____ Passage shown

# hobo by eddie joe cotton<anyone read it before?



## hg14 (Dec 19, 2009)

It got me into wanting to hop trains, but the only thing I've ever done is hitch, I'd like to know if someone else has read it or not and what they think of this book.


----------



## hg14 (Dec 19, 2009)

can i find it at a library?


----------



## bote (Dec 20, 2009)

is that the book about the guy who takes an airplane to get on a train somewhere? if so, wasn´t feeling it too much, seemed like he didn´t know enough to be writing a book about it.


----------



## hg14 (Dec 21, 2009)

which book?

hobo by eddie joe cotton
or
Rolling Nowhere by Ted Conover

the one by cotton he just left home hoped on the first train he sees after (i think) hitching


----------



## hg14 (Dec 22, 2009)

now that is something to be proud of for in a life


----------



## Deleted member 125 (Dec 29, 2014)

its a decent book, but theres alot of shit talking about it being mostly false because some of the places he visited at the time wernt around, but if you take it as a work of fiction its a pretty entertaining read.


----------



## Deleted member 2626 (Dec 29, 2014)

Yeah it is something to read but as said. If you've traveled at all you know a lot of what he says is said to sell


----------

________

## Job 1
Pick out each line of the records that has the word "instance" in it, matching upper and lower case.
The forum thread about the book Hobo and the records are unrelated material.

____ Input material

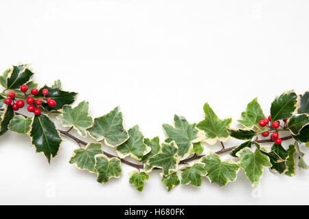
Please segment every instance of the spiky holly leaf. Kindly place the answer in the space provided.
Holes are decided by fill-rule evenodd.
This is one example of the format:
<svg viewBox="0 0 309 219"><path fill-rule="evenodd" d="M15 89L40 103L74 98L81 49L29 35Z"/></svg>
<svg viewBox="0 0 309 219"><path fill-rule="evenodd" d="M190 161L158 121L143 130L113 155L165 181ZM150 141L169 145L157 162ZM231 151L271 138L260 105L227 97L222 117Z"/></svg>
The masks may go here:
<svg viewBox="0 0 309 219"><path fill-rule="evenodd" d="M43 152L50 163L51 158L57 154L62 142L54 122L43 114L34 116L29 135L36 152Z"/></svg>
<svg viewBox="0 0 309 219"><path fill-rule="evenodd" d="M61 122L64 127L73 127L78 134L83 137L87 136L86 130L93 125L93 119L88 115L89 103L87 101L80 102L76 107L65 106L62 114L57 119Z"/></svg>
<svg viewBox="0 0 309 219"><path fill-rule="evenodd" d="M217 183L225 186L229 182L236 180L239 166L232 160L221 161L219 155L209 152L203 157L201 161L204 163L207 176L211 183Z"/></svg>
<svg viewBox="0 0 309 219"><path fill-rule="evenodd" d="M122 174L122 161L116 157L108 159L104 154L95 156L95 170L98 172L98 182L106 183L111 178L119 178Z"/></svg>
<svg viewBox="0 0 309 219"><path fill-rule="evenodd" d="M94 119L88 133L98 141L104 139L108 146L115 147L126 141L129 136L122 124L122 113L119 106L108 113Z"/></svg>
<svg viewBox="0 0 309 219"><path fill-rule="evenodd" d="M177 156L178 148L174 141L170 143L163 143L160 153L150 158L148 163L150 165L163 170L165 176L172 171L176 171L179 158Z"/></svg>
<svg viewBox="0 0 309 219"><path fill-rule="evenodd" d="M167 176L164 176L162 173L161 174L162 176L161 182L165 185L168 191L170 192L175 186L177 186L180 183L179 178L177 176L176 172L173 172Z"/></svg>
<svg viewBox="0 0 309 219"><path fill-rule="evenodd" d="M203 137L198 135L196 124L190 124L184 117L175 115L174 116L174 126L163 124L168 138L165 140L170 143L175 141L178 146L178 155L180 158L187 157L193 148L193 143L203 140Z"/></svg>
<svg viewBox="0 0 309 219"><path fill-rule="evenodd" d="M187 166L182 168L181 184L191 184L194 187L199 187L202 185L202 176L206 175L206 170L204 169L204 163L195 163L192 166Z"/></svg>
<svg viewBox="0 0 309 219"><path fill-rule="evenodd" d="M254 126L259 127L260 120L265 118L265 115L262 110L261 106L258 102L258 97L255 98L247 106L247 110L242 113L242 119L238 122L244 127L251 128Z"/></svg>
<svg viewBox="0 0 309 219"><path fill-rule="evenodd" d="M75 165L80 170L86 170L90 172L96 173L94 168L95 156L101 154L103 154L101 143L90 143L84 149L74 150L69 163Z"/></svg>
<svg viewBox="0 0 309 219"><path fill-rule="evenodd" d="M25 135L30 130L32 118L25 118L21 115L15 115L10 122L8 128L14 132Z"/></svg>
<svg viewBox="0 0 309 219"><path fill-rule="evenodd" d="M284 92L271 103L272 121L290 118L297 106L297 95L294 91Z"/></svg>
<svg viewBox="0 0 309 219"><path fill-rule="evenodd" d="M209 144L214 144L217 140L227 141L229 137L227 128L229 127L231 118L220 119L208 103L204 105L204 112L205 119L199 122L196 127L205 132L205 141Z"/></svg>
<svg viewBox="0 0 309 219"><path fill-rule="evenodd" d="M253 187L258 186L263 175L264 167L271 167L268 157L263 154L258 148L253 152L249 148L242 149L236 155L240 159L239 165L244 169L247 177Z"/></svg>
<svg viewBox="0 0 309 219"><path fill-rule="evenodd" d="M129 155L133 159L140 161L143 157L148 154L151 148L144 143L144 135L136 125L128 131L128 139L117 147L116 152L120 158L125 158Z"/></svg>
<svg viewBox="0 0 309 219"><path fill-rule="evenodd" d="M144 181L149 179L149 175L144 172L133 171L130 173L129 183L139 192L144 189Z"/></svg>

________
____ Input material

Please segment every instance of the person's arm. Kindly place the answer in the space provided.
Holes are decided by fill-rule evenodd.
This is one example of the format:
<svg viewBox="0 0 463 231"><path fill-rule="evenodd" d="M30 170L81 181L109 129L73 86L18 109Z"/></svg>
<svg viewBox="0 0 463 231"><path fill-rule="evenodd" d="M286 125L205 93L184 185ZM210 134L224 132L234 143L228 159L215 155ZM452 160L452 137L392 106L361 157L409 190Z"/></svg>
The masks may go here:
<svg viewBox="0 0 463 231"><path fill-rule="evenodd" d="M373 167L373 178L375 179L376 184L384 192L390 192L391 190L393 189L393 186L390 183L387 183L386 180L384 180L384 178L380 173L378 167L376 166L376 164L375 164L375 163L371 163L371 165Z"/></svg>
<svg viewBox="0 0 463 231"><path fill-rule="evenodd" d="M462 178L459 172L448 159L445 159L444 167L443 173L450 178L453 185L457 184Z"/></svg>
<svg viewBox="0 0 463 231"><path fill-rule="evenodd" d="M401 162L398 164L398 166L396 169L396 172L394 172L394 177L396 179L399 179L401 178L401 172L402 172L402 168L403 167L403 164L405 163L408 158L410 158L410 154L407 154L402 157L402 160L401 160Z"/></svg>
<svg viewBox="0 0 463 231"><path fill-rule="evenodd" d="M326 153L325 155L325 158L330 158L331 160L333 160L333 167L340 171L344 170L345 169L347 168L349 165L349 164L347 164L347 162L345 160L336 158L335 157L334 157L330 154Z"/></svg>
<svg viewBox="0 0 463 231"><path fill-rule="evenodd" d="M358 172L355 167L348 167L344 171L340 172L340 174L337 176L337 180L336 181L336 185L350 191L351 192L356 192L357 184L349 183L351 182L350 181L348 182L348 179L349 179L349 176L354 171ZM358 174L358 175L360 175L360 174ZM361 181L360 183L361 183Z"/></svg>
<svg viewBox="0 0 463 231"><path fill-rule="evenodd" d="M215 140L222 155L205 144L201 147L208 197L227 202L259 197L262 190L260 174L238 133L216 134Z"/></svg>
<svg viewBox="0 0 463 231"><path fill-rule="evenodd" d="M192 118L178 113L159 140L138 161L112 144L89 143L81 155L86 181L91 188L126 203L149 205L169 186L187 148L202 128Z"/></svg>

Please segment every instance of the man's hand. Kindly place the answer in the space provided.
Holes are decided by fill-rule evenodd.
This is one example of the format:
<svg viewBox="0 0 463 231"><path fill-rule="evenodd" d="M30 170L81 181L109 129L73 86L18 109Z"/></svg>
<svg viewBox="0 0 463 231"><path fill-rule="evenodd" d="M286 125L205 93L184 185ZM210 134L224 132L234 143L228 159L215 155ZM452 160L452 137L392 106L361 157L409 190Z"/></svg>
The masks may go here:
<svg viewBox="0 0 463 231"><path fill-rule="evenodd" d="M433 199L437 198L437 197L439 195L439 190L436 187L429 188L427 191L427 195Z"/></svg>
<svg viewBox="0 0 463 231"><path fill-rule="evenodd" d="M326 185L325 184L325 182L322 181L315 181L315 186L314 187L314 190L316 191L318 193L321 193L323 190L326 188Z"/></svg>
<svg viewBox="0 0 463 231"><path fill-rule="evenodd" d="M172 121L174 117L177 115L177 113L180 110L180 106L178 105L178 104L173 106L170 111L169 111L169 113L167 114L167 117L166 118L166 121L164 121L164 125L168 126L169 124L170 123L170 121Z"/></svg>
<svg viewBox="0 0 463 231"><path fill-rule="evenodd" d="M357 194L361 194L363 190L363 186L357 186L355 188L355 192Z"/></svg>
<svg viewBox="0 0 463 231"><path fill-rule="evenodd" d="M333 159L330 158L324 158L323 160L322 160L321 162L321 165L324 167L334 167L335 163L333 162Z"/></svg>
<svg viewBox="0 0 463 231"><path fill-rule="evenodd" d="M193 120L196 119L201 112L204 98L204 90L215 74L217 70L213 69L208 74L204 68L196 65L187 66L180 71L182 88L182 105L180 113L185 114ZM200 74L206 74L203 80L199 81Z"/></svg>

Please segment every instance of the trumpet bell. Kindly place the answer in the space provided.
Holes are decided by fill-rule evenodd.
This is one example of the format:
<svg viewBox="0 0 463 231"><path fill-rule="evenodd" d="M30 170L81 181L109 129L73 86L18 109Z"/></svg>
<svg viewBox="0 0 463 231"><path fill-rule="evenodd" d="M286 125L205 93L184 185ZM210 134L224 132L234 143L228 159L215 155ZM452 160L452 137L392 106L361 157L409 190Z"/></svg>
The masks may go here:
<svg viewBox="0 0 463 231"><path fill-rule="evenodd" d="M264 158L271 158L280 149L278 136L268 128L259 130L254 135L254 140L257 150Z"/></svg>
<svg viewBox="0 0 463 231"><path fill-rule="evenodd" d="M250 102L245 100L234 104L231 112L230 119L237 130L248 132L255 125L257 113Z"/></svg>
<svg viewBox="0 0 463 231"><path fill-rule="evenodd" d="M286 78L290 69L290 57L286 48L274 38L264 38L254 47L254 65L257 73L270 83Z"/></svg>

________
____ Input material

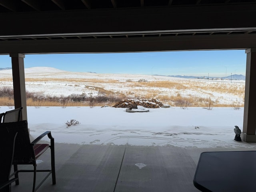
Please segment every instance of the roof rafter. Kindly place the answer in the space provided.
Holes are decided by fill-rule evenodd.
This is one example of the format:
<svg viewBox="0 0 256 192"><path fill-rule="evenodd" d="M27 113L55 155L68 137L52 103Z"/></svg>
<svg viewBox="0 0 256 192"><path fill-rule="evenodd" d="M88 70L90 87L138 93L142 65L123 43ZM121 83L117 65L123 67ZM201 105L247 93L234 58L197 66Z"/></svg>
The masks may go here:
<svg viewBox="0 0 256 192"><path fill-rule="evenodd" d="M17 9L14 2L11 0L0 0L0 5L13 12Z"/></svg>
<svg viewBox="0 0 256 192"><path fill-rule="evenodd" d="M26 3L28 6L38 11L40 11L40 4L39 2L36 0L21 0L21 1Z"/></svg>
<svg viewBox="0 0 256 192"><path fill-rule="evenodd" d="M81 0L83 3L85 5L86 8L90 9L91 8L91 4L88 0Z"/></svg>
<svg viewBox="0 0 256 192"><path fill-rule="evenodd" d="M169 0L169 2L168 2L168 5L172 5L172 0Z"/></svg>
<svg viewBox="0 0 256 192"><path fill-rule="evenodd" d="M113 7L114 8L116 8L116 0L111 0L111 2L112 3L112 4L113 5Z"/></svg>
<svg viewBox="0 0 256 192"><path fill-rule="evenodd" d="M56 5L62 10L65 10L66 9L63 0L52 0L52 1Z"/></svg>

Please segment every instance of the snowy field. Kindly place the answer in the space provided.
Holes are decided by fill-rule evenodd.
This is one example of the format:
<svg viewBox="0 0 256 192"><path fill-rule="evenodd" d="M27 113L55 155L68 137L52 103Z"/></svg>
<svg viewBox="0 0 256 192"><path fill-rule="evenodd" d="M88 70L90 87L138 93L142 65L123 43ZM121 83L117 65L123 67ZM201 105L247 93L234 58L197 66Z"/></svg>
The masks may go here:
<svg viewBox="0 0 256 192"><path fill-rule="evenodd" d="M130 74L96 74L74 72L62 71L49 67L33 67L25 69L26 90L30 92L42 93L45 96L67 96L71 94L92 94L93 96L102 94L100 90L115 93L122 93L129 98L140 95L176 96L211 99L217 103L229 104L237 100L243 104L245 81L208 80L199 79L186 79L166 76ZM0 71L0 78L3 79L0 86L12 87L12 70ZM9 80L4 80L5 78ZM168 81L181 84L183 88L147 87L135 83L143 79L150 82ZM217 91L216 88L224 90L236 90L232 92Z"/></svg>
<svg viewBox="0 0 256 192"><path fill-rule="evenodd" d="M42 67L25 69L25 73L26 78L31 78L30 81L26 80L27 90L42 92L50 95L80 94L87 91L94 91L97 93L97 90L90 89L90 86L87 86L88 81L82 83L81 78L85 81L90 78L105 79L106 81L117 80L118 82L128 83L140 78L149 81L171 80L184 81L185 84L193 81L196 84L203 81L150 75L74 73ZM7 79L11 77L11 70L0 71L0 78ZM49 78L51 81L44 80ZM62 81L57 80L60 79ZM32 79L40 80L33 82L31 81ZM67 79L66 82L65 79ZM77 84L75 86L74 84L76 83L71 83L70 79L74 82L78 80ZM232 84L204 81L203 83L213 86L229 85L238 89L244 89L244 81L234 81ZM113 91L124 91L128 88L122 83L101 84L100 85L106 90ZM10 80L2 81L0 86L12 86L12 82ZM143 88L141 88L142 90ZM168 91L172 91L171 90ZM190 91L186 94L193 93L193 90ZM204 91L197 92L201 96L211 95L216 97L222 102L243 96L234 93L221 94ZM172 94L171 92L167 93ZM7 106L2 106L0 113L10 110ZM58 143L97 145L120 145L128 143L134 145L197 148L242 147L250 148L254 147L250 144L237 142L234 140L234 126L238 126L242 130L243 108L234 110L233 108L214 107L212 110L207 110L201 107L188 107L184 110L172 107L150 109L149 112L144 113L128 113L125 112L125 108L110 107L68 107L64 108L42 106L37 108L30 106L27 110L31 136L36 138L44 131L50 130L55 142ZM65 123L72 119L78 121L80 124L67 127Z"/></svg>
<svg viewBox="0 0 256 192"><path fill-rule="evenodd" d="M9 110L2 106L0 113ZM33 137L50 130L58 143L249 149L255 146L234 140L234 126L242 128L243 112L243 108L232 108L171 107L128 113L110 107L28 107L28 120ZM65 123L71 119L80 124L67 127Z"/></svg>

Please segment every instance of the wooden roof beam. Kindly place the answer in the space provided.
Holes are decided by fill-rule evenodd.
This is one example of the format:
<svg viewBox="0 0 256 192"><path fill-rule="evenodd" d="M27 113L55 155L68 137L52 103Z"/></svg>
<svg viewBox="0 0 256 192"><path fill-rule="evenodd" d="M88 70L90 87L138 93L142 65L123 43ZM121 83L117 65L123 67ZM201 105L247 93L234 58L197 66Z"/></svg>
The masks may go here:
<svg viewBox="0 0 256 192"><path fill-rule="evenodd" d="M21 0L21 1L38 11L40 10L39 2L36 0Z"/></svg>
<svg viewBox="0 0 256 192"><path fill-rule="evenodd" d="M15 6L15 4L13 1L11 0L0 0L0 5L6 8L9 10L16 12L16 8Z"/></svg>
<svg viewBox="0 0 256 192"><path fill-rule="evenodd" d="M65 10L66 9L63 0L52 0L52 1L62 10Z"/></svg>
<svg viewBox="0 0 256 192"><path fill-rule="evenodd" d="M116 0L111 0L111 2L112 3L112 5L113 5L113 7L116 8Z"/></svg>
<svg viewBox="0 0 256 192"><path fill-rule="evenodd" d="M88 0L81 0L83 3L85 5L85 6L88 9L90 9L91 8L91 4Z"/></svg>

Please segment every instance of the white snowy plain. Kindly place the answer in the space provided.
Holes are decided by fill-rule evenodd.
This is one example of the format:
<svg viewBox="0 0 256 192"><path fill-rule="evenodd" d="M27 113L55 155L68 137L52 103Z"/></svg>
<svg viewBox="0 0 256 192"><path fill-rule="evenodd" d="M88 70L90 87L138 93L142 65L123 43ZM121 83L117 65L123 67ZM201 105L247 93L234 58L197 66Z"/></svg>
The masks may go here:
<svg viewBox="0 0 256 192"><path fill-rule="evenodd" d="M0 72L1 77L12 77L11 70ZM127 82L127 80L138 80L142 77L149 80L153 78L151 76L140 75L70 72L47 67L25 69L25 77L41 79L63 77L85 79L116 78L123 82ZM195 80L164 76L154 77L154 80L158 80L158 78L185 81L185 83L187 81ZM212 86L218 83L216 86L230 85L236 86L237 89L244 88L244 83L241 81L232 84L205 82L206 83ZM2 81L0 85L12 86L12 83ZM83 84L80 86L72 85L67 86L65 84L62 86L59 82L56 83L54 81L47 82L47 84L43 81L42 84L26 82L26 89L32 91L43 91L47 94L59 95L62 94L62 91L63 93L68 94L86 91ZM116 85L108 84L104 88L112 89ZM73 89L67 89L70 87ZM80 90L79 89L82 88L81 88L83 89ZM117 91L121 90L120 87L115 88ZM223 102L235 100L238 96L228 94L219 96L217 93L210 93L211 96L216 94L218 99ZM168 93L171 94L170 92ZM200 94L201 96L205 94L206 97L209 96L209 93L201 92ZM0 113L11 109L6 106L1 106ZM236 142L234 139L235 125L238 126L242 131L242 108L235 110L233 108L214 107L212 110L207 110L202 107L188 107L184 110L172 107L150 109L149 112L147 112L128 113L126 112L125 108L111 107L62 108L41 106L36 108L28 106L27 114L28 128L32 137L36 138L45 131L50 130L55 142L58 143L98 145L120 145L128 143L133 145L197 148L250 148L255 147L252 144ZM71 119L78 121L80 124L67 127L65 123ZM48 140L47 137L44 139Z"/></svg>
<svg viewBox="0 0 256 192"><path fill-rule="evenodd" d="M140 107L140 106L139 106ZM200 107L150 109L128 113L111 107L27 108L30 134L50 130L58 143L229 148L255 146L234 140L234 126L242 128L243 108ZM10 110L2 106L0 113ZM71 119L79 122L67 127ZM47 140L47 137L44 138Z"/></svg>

________

## Job 2
Extract word for word the stretch of the forum thread about the book Hobo starting at "which book?" and ending at "(Dec 22, 2009)".

## Result 1
Please segment every instance of the spiky holly leaf. Kindly place the answer in the space provided.
Please segment every instance of the person's arm. Kindly place the answer in the space provided.
Please segment every instance of the man's hand. Kindly place the answer in the space provided.
Please segment every instance of the trumpet bell. Kindly place the answer in the space provided.
Please segment every instance of the roof rafter. Kindly place the answer in the space provided.
Please segment every instance of the snowy field. Kindly place the answer in the space provided.
Please segment every instance of the wooden roof beam. Kindly place the answer in the space provided.
Please segment every instance of the white snowy plain. Kindly place the answer in the space provided.

## Result 2
which book?

hobo by eddie joe cotton
or
Rolling Nowhere by Ted Conover

the one by cotton he just left home hoped on the first train he sees after (i think) hitching


----------



## hg14 (Dec 22, 2009)